══ Estratto

Redazione
di Silvano Stracca
Nel marzo del 1992, sul quotidiano torinese La Stampa, appare un articolo di Mikhail Gorbaciov, già consegnato alla storia dai mass media come il demolitore del sistema sovietico, che rievoca uno dei gesti più simbolici della fine del comunismo, la stretta di mano con Papa Wojtyla in Vaticano il 1° dicembre 1989, tre settimane dopo il crollo del muro di Berlino.
«Tutto ciò che è successo nell’Europa Orientale in questi ultimi anni – scrive il padre della perestrojka – non sarebbe stato possibile senza la presenza di questo Papa, senza il grande ruolo, anche politico, che lui ha saputo giocare sulla scena mondiale». Pochi mesi dopo l’incontro con l’ex leader comunista, nell’aprile del 1990, il Papa va a Praga per suggellare la “rivoluzione di velluto” che ha spazzato via senza spargimento di sangue uno dei regimi più duri nella repressione dei diritti umani.
Quel giorno, sulle rive della Moldava, il Papa dei diritti dell’uomo riassume il senso delle rivoluzioni del 1989: «Varsavia, Budapest, Berlino, Praga, Sofia, Bucarest sono diventate le tappe di un lungo pellegrinaggio verso la libertà», dopo quasi mezzo secolo di ferree dittature imposte dal Cremlino, che, in nome della giustizia e dell’uguaglianza, violavano la libertà e la dignità degli individui e della società civile.

════
══ Materiale presentato

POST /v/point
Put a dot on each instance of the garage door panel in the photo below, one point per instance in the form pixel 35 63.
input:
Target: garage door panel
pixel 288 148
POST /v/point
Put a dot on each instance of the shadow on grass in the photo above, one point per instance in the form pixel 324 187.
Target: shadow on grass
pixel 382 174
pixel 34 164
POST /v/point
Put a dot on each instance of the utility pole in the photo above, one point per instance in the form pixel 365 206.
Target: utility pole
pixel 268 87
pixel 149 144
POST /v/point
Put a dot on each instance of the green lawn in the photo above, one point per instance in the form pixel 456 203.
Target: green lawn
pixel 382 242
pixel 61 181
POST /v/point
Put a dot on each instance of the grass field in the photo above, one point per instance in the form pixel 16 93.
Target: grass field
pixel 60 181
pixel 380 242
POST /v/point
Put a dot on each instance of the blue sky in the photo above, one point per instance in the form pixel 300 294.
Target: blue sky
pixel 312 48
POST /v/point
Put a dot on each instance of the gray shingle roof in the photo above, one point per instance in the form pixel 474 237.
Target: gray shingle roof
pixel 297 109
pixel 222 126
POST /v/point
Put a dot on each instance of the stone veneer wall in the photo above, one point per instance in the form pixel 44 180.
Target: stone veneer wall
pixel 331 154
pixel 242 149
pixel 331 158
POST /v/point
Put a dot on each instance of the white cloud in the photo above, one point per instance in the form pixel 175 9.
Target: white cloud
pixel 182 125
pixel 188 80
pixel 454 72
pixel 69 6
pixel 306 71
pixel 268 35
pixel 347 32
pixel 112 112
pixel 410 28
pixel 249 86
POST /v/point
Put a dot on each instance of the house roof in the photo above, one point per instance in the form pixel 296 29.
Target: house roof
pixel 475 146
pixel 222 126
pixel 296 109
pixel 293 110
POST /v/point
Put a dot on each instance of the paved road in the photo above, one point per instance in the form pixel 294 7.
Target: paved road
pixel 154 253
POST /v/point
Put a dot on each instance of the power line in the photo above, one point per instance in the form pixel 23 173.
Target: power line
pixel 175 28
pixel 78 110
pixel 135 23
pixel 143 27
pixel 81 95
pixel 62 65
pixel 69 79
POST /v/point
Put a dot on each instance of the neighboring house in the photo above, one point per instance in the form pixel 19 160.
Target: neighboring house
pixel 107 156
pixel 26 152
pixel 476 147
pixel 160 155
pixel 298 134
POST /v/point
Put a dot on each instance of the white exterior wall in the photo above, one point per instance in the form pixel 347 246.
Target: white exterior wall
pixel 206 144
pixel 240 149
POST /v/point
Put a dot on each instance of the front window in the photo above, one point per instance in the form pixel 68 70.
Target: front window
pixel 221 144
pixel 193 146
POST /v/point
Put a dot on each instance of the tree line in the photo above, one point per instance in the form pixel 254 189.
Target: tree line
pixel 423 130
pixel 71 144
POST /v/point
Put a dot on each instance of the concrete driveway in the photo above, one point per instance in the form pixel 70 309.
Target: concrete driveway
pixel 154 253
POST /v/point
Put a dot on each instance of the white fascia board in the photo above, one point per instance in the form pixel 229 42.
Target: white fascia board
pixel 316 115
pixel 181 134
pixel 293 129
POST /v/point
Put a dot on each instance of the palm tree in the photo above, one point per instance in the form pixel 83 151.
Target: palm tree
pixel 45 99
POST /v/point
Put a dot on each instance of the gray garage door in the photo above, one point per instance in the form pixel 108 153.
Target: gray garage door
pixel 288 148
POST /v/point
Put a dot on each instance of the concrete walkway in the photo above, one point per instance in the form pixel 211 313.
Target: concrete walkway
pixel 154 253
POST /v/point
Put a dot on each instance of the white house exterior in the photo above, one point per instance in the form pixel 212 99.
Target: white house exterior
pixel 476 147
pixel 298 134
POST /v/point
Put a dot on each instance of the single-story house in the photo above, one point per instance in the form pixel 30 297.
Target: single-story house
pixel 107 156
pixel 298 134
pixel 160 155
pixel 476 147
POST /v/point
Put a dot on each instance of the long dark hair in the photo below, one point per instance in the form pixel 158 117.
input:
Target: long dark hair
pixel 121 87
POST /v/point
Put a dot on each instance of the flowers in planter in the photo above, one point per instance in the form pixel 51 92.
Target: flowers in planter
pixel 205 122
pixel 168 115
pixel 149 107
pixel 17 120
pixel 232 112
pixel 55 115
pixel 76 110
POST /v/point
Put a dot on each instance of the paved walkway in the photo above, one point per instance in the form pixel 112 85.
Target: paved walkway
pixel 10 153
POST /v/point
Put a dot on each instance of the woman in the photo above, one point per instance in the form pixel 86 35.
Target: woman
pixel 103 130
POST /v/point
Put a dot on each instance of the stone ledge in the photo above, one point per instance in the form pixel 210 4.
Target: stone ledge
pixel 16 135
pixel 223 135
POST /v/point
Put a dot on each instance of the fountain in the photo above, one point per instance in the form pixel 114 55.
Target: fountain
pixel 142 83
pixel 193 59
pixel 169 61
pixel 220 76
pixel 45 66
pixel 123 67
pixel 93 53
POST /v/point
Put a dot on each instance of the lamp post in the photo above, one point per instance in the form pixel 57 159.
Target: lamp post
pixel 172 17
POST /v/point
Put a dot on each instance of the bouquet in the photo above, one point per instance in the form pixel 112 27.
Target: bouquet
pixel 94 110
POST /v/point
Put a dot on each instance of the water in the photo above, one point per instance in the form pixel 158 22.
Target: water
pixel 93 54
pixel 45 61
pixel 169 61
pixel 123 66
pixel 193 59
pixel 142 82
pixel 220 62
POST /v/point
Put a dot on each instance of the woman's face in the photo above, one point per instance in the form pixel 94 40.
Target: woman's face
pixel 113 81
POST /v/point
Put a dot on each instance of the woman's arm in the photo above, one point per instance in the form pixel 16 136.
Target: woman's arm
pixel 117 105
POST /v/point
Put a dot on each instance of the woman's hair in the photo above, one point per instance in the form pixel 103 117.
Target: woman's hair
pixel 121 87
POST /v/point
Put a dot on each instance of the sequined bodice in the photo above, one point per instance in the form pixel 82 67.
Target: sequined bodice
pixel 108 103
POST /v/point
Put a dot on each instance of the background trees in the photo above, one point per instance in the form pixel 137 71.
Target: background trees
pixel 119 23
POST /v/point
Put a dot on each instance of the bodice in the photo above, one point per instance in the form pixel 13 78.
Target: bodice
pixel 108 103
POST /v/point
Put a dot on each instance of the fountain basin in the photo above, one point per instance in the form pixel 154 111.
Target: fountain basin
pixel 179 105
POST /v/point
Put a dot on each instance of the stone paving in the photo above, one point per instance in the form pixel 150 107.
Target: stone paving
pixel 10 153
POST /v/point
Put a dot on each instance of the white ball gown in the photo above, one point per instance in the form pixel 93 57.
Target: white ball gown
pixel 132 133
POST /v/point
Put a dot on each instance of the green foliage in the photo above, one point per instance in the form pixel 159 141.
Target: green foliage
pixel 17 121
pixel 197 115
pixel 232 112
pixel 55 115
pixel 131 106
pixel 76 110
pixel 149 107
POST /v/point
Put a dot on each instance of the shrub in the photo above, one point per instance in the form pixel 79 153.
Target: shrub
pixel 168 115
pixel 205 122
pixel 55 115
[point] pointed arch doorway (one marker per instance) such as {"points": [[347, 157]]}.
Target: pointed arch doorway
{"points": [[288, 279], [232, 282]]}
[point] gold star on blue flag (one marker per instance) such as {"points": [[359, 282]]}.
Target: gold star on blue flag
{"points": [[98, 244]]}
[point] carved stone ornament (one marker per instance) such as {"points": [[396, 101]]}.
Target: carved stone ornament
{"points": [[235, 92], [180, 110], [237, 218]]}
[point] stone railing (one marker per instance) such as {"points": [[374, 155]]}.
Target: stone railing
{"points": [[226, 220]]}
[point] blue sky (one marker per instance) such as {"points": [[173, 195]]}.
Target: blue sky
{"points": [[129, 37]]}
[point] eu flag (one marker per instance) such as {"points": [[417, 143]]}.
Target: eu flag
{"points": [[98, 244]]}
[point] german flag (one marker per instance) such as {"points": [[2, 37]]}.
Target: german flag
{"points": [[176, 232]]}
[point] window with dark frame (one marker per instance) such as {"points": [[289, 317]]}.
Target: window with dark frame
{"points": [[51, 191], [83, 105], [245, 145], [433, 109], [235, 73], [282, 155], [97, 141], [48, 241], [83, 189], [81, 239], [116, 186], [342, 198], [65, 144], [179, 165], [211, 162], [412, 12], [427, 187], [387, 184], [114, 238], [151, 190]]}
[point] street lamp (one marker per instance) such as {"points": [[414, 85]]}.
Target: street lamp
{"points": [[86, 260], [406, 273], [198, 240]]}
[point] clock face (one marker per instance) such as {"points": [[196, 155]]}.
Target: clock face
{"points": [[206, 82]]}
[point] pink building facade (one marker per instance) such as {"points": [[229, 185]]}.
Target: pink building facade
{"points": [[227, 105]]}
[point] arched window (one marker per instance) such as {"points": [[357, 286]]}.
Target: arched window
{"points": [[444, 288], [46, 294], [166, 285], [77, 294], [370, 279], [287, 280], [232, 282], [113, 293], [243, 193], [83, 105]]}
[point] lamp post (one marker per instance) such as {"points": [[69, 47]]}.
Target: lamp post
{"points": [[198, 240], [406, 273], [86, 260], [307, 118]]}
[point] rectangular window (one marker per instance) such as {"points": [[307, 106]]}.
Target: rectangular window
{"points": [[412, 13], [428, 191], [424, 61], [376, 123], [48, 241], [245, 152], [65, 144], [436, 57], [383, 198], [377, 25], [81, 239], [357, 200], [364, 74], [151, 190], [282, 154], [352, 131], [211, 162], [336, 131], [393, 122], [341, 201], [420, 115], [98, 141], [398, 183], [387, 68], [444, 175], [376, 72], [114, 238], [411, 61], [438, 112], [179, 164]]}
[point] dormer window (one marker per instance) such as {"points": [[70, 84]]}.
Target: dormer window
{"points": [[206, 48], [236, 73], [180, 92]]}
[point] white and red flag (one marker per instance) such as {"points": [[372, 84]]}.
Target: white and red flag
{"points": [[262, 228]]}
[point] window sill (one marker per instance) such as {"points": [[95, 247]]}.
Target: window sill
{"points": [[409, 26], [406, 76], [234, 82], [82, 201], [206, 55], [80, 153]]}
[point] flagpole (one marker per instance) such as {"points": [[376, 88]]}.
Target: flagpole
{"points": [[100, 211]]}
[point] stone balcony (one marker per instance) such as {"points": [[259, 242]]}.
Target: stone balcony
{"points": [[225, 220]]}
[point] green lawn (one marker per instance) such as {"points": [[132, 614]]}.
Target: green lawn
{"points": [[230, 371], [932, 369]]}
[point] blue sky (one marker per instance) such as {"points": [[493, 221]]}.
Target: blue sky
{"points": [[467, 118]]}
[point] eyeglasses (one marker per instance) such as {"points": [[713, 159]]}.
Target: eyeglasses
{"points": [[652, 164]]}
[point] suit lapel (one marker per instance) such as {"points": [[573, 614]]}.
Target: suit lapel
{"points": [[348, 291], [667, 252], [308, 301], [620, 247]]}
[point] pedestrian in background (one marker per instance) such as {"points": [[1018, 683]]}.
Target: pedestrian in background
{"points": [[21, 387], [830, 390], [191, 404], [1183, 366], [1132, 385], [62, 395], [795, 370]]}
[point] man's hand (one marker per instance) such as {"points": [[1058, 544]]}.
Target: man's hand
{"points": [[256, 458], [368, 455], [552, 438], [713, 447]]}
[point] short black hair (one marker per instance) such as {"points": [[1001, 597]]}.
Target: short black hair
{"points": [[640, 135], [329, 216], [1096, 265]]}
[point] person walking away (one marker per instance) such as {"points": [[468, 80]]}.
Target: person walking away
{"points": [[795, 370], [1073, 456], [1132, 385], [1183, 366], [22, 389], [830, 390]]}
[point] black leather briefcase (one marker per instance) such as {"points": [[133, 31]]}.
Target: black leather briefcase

════

■ Consegne ■
a. Secondo il testo su Wojtyla e la fine del comunismo, in che data Gorbaciov e il Papa si strinsero la mano in Vaticano?
b. Riassumi in poche righe il paragrafo del testo su Wojtyla e la fine del comunismo che comincia con "Quel giorno, sulle rive della Moldava", mantenendone i fatti principali.
c. Prosegui il testo su Wojtyla e la fine del comunismo a partire dalla sua ultima frase.
I record sono materiale a sé, distinto dal testo.

■ Risposte attese ■
a. Il 1° dicembre 1989.

b. A Praga il Papa sintetizza il significato delle rivoluzioni del 1989. Definisce Varsavia, Budapest, Berlino, Praga, Sofia e Bucarest tappe di un lungo pellegrinaggio verso la libertà. Quel cammino arriva dopo quasi mezzo secolo di dittature imposte dal Cremlino, che in nome della giustizia e dell'uguaglianza avevano violato la libertà e la dignità delle persone e della società civile.

c.
Il “pellegrinaggio” verso la libertà dei popoli oltre la cortina di ferro era iniziato dieci anni prima, con la decisione di Karol Wojtyla di tornare in patria per lanciare la sua sfida all’ideologia ateistica. «Non si può escludere Cristo dalla storia dell’uomo», grida a Varsavia il 2 giugno 1979, davanti a un milione di persone. Da quel momento la Polonia – con Solidarnosc di Lech Walesa che guida gli operai di Danzica in sciopero dietro il ritratto della Madonna Nera di Czestochowa – diventa l’epicentro di un terremoto epocale destinato a sovvertire la fine della divisione del mondo tra Est e Ovest tracciata a Yalta.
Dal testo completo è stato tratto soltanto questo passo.